Task details -
Identify each line in the entries below that contains the word "background", with matching case, and copy those lines.

━━━━━ Recorded information ━━━━━

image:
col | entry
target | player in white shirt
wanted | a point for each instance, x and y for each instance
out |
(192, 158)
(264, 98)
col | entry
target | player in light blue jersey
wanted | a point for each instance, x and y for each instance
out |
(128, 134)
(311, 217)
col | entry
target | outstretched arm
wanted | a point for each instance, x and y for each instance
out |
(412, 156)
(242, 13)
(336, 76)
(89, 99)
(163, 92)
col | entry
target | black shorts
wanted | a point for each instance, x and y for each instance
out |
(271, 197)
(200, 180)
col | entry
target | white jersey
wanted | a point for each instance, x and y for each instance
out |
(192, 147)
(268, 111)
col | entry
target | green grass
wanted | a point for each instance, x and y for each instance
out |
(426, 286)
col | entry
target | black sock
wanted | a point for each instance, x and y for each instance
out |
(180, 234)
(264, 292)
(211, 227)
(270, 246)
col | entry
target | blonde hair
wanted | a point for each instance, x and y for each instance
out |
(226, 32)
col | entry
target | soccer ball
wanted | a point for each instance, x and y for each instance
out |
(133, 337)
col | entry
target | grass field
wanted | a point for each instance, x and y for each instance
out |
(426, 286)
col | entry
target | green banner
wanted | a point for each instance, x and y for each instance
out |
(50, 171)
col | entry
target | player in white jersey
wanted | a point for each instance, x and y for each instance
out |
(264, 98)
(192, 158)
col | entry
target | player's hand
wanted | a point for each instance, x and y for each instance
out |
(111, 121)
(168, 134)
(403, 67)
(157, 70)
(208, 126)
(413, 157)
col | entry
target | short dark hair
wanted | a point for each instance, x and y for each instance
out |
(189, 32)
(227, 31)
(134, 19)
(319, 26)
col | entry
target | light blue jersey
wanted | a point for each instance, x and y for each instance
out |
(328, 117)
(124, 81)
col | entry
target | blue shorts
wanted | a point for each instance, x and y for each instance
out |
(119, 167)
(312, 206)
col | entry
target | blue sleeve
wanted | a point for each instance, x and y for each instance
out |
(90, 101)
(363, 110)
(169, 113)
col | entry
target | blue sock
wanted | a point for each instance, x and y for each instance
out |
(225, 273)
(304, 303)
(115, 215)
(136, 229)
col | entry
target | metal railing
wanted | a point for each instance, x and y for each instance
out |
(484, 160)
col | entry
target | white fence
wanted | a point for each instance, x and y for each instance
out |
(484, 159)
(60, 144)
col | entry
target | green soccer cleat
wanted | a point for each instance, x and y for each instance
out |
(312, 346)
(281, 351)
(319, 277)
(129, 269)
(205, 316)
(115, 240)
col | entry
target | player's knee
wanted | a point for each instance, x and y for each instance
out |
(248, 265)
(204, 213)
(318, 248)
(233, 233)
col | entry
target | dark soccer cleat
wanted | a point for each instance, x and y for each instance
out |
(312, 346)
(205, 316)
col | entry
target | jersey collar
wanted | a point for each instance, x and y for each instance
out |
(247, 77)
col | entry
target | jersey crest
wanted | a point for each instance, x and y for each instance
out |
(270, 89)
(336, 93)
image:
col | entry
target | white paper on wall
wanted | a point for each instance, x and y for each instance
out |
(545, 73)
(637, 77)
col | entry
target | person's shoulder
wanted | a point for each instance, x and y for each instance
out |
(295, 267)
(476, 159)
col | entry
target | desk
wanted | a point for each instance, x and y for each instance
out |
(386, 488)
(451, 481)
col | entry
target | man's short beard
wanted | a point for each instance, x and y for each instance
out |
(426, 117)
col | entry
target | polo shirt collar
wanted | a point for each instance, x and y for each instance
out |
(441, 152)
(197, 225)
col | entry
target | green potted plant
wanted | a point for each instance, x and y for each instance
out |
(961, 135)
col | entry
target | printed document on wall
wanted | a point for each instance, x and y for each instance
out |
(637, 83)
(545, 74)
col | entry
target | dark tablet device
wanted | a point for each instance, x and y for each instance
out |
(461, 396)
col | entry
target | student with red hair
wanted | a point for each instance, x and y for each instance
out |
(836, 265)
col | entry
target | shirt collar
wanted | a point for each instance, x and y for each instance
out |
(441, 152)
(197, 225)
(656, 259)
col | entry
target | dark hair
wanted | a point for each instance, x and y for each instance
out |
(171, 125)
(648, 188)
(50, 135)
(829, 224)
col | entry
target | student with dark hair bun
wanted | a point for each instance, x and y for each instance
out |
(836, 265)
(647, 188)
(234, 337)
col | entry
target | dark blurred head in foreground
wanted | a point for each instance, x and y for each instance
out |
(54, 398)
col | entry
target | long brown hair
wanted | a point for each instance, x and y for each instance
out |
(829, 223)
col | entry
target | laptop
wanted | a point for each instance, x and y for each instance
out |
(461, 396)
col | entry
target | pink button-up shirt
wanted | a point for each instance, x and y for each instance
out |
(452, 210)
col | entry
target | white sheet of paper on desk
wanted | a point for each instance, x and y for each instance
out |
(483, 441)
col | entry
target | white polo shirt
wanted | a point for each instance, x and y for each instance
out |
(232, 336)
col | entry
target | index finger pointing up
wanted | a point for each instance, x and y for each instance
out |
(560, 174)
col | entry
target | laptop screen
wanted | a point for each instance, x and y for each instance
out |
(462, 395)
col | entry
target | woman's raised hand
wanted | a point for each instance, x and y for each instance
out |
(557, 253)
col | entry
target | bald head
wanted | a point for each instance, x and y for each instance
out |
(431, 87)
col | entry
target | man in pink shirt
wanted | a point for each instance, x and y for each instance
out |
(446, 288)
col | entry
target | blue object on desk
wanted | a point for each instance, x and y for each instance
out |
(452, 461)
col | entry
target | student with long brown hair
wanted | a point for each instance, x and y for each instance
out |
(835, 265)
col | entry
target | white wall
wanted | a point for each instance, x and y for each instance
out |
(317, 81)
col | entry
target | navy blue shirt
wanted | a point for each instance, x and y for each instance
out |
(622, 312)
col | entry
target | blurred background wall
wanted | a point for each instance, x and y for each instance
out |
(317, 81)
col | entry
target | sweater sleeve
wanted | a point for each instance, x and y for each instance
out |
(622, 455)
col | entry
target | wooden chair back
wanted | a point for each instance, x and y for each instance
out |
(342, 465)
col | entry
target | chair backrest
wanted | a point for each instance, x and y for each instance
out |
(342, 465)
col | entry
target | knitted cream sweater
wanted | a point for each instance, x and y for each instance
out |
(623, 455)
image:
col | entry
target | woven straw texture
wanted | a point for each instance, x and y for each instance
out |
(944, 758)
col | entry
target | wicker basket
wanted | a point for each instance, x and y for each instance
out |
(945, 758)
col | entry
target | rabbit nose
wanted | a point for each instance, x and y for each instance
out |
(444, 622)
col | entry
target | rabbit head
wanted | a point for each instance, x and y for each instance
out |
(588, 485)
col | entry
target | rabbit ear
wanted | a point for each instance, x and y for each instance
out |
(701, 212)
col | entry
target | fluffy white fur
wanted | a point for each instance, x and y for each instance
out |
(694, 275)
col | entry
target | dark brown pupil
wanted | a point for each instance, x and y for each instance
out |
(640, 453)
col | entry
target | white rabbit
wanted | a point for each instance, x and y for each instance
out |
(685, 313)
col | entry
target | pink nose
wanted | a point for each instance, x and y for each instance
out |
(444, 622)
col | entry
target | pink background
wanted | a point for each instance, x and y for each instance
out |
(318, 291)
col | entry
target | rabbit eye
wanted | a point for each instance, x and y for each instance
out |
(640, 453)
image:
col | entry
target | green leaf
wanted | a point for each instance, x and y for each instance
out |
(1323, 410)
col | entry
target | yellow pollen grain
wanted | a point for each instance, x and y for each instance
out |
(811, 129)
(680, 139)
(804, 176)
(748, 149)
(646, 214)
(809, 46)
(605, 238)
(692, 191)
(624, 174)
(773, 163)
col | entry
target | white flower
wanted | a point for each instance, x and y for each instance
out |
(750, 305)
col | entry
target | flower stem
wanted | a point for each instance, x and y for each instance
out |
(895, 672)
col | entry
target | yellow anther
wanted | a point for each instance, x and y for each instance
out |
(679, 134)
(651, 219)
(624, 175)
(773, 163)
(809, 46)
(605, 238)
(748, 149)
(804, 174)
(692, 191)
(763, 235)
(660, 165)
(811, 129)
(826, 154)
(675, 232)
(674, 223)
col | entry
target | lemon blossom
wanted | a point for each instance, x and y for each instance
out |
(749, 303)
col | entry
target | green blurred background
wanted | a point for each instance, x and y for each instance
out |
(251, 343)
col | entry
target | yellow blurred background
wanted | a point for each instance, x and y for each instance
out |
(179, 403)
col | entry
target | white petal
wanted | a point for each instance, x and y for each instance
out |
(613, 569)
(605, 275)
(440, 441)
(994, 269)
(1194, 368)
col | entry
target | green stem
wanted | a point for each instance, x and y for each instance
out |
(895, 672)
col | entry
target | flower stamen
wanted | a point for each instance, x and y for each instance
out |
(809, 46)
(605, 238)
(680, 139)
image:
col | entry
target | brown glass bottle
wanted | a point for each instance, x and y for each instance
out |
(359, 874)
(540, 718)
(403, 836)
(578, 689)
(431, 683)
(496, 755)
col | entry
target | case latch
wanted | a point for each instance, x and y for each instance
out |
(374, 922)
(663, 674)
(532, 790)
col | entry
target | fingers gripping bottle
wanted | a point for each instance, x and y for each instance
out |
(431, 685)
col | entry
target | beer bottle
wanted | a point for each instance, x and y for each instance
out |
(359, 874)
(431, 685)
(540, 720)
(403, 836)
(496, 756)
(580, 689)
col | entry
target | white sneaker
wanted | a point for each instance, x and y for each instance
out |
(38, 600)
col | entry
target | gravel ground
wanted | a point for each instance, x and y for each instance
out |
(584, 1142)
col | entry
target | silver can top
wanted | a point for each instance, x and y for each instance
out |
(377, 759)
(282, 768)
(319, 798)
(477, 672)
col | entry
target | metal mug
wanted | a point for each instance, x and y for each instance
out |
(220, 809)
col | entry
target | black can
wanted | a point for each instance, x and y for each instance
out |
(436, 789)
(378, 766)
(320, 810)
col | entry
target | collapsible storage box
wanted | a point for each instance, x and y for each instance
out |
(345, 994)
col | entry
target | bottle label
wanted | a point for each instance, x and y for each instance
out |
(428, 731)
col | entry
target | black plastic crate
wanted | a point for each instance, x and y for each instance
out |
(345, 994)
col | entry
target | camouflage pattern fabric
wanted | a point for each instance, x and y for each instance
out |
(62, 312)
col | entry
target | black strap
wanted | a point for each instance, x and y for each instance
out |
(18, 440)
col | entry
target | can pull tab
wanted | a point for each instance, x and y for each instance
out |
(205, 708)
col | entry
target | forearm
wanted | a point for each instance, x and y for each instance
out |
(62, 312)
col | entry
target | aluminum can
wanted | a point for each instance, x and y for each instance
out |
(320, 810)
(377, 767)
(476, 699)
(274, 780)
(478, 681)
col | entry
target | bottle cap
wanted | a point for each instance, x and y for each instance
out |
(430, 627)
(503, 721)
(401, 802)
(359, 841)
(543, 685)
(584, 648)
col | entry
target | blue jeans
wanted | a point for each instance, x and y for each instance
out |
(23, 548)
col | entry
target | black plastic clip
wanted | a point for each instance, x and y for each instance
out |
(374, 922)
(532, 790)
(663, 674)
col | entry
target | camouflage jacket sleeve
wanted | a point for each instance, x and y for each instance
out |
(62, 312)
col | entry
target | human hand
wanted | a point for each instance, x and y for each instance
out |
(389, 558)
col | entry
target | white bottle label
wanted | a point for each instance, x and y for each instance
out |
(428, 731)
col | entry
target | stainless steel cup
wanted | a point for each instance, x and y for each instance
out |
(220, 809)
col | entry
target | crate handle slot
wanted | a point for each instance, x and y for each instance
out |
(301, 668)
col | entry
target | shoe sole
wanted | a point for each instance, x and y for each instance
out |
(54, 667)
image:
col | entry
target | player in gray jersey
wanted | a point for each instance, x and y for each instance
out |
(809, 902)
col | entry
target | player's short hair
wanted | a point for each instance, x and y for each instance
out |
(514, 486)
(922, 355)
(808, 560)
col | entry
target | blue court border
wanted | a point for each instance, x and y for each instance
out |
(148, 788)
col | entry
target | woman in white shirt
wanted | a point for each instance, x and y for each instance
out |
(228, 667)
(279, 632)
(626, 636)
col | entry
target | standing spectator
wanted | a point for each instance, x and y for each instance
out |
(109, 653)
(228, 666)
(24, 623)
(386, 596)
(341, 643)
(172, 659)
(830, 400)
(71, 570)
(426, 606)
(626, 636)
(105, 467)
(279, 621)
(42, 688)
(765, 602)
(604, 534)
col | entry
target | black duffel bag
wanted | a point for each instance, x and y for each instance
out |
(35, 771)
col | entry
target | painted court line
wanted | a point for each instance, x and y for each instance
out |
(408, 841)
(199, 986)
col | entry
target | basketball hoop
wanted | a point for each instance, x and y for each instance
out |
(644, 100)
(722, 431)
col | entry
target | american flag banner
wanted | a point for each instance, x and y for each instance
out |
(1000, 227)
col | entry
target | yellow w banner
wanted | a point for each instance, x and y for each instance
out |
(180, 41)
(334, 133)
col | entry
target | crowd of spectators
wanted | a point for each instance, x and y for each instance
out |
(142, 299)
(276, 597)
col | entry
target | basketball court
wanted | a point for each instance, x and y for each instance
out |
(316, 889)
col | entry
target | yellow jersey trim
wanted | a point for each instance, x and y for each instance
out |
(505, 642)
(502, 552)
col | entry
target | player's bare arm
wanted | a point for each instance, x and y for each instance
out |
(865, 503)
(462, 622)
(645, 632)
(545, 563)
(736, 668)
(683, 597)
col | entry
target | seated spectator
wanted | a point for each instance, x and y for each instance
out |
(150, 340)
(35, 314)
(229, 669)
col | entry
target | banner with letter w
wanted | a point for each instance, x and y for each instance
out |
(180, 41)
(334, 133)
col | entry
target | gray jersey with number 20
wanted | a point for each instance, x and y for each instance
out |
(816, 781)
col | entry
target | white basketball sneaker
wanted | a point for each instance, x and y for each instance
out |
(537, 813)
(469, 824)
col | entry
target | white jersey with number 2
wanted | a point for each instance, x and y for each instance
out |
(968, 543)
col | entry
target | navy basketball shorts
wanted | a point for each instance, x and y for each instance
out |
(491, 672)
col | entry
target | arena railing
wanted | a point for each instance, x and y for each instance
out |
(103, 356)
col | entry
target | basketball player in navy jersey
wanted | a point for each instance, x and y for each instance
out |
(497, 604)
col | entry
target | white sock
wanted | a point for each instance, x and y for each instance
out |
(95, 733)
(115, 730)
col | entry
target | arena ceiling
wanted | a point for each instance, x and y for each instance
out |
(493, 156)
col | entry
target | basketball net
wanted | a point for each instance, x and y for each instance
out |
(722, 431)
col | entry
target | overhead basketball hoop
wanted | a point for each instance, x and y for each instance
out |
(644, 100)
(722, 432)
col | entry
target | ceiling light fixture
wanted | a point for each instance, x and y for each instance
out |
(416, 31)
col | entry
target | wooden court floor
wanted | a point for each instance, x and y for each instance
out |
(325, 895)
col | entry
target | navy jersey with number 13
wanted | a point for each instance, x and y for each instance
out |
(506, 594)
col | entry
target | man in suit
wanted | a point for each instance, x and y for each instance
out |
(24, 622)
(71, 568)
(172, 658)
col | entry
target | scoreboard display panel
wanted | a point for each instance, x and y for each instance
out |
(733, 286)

━━━━━

Exercise output -
target | blurred background wall
target | pink background
target | green blurred background
target | yellow blurred background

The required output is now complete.